# STATED TASK:
Render every line of the items below as a Markdown table with the columns Line No. and Text, one row per line, skipping blank lines and leaving out the pictures.

• • • •

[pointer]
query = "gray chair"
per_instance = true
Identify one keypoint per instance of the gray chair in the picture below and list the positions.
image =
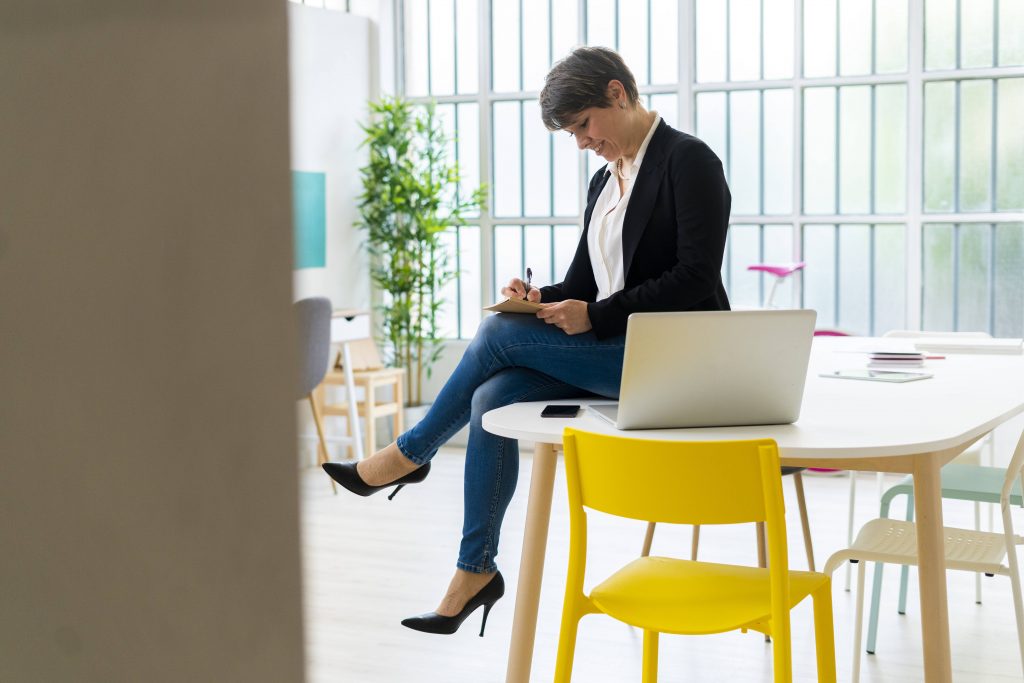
(312, 326)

• • • •

# FINISHED ANSWER:
| Line No. | Text |
|---|---|
| 1 | [pointer] |
| 2 | query = "gray chair" |
| 3 | per_instance = true |
| 4 | Identify one keypoint per instance of the gray chair in the picture below and list the positions. |
| 5 | image = |
| 6 | (312, 326) |